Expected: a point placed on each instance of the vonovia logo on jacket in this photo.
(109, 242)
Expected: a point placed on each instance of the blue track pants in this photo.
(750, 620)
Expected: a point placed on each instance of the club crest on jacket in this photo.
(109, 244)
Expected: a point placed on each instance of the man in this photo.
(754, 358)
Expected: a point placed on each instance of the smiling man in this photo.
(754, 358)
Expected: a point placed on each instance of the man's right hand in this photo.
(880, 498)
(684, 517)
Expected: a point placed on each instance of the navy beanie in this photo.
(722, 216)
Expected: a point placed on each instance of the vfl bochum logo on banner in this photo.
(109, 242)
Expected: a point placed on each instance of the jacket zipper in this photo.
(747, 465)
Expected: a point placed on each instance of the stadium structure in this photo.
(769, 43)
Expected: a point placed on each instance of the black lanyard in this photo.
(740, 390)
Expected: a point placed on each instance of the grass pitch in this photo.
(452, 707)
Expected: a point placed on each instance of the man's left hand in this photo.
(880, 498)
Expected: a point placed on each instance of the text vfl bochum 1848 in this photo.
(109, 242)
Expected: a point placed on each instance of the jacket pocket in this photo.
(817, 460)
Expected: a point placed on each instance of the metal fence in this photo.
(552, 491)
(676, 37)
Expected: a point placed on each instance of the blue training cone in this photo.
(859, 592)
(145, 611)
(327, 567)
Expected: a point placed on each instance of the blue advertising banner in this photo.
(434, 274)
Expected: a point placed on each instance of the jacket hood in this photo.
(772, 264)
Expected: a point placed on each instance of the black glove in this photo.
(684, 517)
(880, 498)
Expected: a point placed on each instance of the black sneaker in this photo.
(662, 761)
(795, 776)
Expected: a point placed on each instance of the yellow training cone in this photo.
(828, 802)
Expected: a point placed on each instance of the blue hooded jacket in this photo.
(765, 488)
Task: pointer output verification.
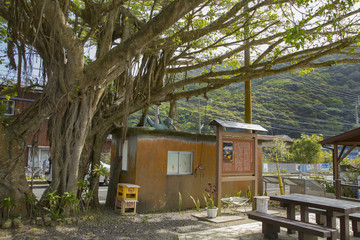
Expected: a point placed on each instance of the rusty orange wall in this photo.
(159, 191)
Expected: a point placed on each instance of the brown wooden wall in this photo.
(159, 191)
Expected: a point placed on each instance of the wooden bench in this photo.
(320, 215)
(355, 220)
(306, 231)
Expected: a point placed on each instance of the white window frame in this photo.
(10, 105)
(180, 153)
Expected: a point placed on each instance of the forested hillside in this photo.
(321, 101)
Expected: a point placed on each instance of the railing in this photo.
(338, 190)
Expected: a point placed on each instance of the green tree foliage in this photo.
(306, 149)
(143, 53)
(280, 148)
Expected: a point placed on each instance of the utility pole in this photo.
(199, 116)
(248, 104)
(357, 104)
(157, 113)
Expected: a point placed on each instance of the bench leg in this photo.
(290, 212)
(355, 226)
(344, 227)
(270, 231)
(304, 236)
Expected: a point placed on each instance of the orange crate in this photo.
(125, 206)
(127, 191)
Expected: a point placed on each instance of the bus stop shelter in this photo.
(341, 145)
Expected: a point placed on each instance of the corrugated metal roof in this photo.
(351, 137)
(237, 125)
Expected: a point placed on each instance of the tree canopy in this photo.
(105, 59)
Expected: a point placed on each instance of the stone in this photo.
(47, 221)
(17, 223)
(39, 221)
(7, 224)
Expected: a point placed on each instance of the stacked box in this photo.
(126, 198)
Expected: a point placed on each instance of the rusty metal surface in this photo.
(237, 125)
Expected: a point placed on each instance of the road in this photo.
(39, 189)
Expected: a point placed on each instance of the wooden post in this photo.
(337, 188)
(336, 180)
(219, 136)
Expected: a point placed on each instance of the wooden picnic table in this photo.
(334, 208)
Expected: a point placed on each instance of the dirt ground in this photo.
(108, 224)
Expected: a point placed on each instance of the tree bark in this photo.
(13, 181)
(68, 134)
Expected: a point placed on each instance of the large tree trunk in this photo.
(91, 155)
(13, 181)
(69, 130)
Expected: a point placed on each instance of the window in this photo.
(179, 163)
(9, 107)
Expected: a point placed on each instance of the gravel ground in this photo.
(109, 224)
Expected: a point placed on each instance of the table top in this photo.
(329, 204)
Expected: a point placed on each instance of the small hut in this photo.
(342, 145)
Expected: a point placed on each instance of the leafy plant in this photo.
(248, 193)
(32, 201)
(55, 207)
(209, 195)
(8, 204)
(70, 199)
(180, 202)
(196, 203)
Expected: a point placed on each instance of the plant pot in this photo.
(212, 212)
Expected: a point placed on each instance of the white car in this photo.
(103, 180)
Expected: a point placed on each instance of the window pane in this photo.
(173, 162)
(185, 163)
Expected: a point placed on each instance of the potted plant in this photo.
(209, 196)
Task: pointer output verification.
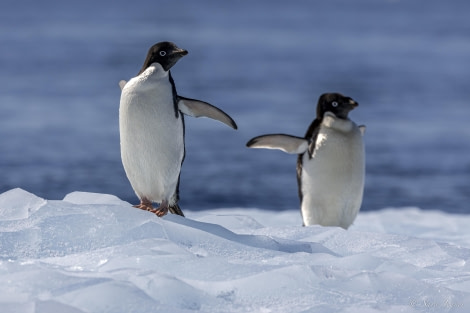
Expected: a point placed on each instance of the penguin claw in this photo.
(145, 205)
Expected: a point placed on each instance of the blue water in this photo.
(265, 63)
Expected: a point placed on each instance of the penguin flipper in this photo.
(198, 108)
(122, 83)
(362, 129)
(287, 143)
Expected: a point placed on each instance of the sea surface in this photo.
(265, 63)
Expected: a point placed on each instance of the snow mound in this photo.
(95, 253)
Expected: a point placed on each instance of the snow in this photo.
(95, 253)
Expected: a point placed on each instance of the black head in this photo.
(165, 53)
(335, 103)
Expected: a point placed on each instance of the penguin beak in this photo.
(353, 103)
(179, 53)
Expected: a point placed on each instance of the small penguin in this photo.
(151, 126)
(330, 165)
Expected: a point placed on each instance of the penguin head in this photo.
(335, 103)
(165, 53)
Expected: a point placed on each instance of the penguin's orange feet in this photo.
(162, 209)
(145, 205)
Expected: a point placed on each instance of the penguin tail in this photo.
(175, 209)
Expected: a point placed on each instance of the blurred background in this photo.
(265, 63)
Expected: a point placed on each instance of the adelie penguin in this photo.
(151, 125)
(330, 165)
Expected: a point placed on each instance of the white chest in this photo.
(152, 137)
(333, 179)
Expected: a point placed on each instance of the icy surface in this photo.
(95, 253)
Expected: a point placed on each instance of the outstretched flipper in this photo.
(197, 108)
(286, 143)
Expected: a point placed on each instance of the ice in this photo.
(96, 253)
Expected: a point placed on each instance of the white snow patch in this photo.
(95, 253)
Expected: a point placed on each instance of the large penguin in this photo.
(151, 126)
(330, 165)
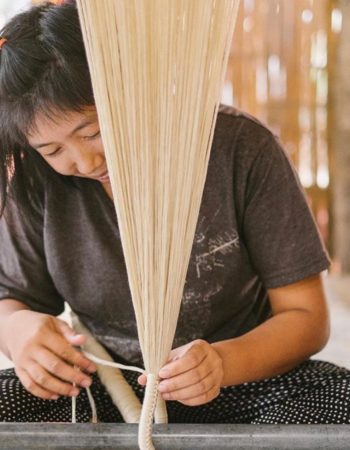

- **WHAT THE TASK ASKS**: Every entry above needs to be copied exactly, and no pictures go with it.

- **RESULT**:
Expected: a point placed on each instance of the vonovia logo on jacket in this photo.
(109, 242)
Expected: a point placed on each instance of the blue track pants in this photo.
(750, 620)
Expected: a point placed on each instance of the club crest on jacket in this photo.
(109, 244)
Expected: a point placed on each instance of the man in this photo.
(754, 358)
Expected: a point placed on each instance of the smiling man in this photo.
(754, 358)
Expected: a point placed on each instance of the man's right hand in this photo.
(880, 498)
(684, 517)
Expected: a point placed on each instance of the navy beanie in this photo.
(722, 216)
Expected: a point placed on each instance of the vfl bochum logo on banner in this photo.
(109, 242)
Expected: a point placed on each instance of the jacket zipper in this photo.
(747, 465)
Expected: a point placed on each instance of the stadium structure in this photo.
(769, 43)
Expected: a point placed on each instance of the black lanyard in this photo.
(740, 390)
Expected: a point placed on each instance of the grass pitch in this photo.
(452, 707)
Expected: a point placed on each instance of the man's left hand in this photo.
(880, 498)
Expected: a point placed on each instance of the text vfl bochum 1848 in this photo.
(109, 242)
Expected: a point placed on each instance of the jacket pocket in this photo.
(817, 460)
Expected: a point placed on each instance of the metal fence in this photo.
(552, 491)
(676, 37)
Expected: a point placed on each instance of the blue training cone in this photo.
(859, 592)
(145, 611)
(327, 567)
Expected: a point placed on each instance of the blue advertising banner in this photo.
(434, 274)
Expected: a point placed on each instance of the jacket hood in this photo.
(772, 264)
Expected: a point placed on each instance of the black glove in this photo.
(684, 517)
(880, 498)
Expected: a point placed on each instance of the black sneaker in this photo.
(662, 761)
(795, 776)
Expected: a point placed on each instance of the yellow training cone in this photo.
(828, 802)
Expected: a point placed on each instance of the blue hooded jacket in this photo.
(765, 488)
Task: pointer output verification.
Expected: a point placed on each instance of the rusty orange wall in this photo.
(159, 191)
Expected: a point placed on each instance of the brown wooden wall in this photo.
(159, 191)
Expected: a point placed on each instance of the wooden bench in this photo.
(320, 215)
(355, 220)
(306, 231)
Expected: a point placed on each instance of the white window frame in this photo.
(10, 105)
(180, 153)
Expected: a point placed on each instance of the forested hillside in this photo.
(321, 101)
Expected: a point placed on each instance of the railing in this photo.
(338, 190)
Expected: a point placed on each instance of the green tree foliage in this photo.
(306, 149)
(143, 53)
(280, 148)
Expected: a point placed on each instance of the utility pole in this photo.
(199, 116)
(248, 104)
(357, 104)
(157, 113)
Expected: a point placed on each instance of the bench leg in this photo.
(290, 212)
(355, 226)
(344, 227)
(270, 231)
(304, 236)
Expected: a point placed on each instance of the orange crate in this photo.
(125, 206)
(127, 191)
Expected: a point placed on each instance of the bus stop shelter in this photo.
(341, 145)
Expected: a point placed on each instance of the corrugated metal roof in this photo.
(351, 137)
(237, 125)
Expected: a point placed on each instance of the tree canopy in this photo.
(105, 59)
Expected: a point placed on each instance of the stone in this photo.
(47, 221)
(17, 223)
(39, 221)
(7, 224)
Expected: a point placed on each instance of the stacked box in this photo.
(126, 198)
Expected: a point placed on each instance of the rusty metal surface in this photo.
(237, 125)
Expected: a point placed on each instance of the road in this photo.
(39, 189)
Expected: a point placed on each instance of the wooden post in this photo.
(337, 188)
(336, 180)
(219, 136)
Expected: a point placed on each instance of the wooden picnic table in this photo.
(334, 208)
Expected: a point placed on each instance of the dirt ground in this photo.
(108, 224)
Expected: a point placed on each instance of the tree bark in this photo.
(13, 181)
(68, 134)
Expected: a point placed on each instance of the large tree trunk in this photo.
(91, 155)
(13, 181)
(69, 130)
Expected: a point placed on each instance of the window in this photo.
(179, 163)
(9, 107)
Expected: a point placed on each instance of the gravel ground in this photo.
(109, 224)
Expected: a point placed on each instance of the table top in this photo.
(329, 204)
Expected: a point placed on each instance of the small hut in this photo.
(342, 145)
Expected: a point placed on each instance of the leafy plant in this photo.
(248, 193)
(32, 201)
(55, 207)
(209, 195)
(8, 204)
(70, 199)
(180, 202)
(196, 203)
Expected: a point placed on each instance of the plant pot in this photo.
(212, 212)
Expected: a point placed on each instance of the white car in this photo.
(103, 180)
Expected: a point placed on each instance of the window pane in this photo.
(173, 162)
(185, 163)
Expected: a point placed on each instance of the potted plant in this photo.
(209, 196)
Task: pointer output verification.
Expected: a point placed on each instance of the penguin claw in this photo.
(145, 205)
Expected: a point placed on each instance of the blue water in this photo.
(265, 63)
Expected: a point placed on each instance of the penguin flipper in this photo.
(198, 108)
(122, 83)
(362, 129)
(287, 143)
Expected: a point placed on each instance of the sea surface in this photo.
(265, 63)
Expected: a point placed on each instance of the snow mound in this photo.
(95, 253)
Expected: a point placed on each instance of the snow in this photo.
(95, 253)
Expected: a point placed on each instance of the black head in this photo.
(165, 53)
(335, 103)
Expected: a point placed on each instance of the penguin beak in this photo.
(353, 103)
(179, 53)
Expected: a point placed on each instance of the small penguin in this photo.
(151, 126)
(330, 165)
Expected: a point placed on each instance of the penguin head in this photo.
(335, 103)
(165, 53)
Expected: a point placed on each instance of the penguin's orange feet in this photo.
(162, 209)
(145, 205)
Expected: a point placed on each instance of the penguin tail in this photo.
(175, 209)
Expected: a point placed on each instance of the blurred background in this photo.
(265, 63)
Expected: a point placed on each instance of the adelie penguin in this photo.
(151, 125)
(330, 165)
Expected: a point placed on each instance of the white chest in this photo.
(152, 137)
(333, 179)
Expected: a point placed on each instance of the icy surface in this photo.
(95, 253)
Expected: a point placed on each instance of the outstretched flipper in this photo.
(197, 108)
(286, 143)
Expected: a point placed on each instance of the ice in this photo.
(96, 253)
Expected: a point placed on each instance of the white snow patch in this photo.
(95, 253)
Expected: a point placed on each instance of the large penguin in this photo.
(151, 126)
(330, 165)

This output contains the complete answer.